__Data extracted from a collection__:
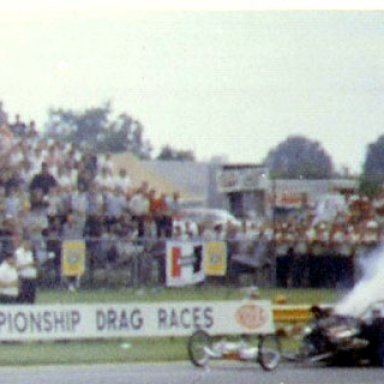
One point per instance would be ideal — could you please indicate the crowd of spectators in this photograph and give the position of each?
(51, 191)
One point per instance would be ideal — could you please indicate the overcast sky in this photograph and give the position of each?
(233, 83)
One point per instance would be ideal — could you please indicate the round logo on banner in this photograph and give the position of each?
(73, 258)
(251, 316)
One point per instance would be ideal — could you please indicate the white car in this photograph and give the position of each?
(211, 216)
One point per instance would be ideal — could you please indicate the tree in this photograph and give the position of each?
(299, 157)
(95, 129)
(169, 153)
(372, 178)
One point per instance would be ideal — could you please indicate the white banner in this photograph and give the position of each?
(95, 321)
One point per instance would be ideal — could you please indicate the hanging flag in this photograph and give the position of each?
(184, 264)
(215, 258)
(73, 258)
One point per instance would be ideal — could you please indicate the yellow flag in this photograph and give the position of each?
(73, 258)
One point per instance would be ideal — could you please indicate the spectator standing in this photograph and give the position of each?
(9, 280)
(123, 181)
(139, 208)
(43, 180)
(27, 271)
(174, 207)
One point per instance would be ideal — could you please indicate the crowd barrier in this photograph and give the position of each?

__What the exercise asks__:
Your output should be the records above, duplicated exactly and picture-free.

__Answer for the task__:
One point per instance would be ideal — could you please indicate the crowd of spectators in this photograph and give the position of each?
(51, 191)
One point per instance would be ideal — could you please indicate the overcast sky in this photograph and give the position of each?
(233, 83)
One point per instance would be ideal — could you please indicate the round logo on banner in this photograph and give the position of each?
(73, 258)
(251, 316)
One point per instance would be ideal — could you please indicate the white car in this photograph and give the position of each?
(211, 216)
One point per instance would be ideal — could you please indicate the tree in this photograph and give the position of each?
(299, 157)
(95, 129)
(169, 153)
(372, 178)
One point per instance would be ideal — could you please indicate the white banner in this photograph and give the position of each?
(95, 321)
One point per instance would be ideal — could you please indicate the hanging flag in this photograph and give the position of each?
(184, 264)
(215, 258)
(73, 258)
One point per instance would be ideal — could you please indicate the yellow flag in this photograph and give the position of each?
(73, 258)
One point per instance would be ideal — could you please indicate the spectator standing in this photograph and give the position of each?
(9, 280)
(123, 181)
(139, 208)
(43, 180)
(27, 271)
(174, 207)
One point per instance would be ideal — could you please indicate the crowd barrier in this photograph and give the position of each?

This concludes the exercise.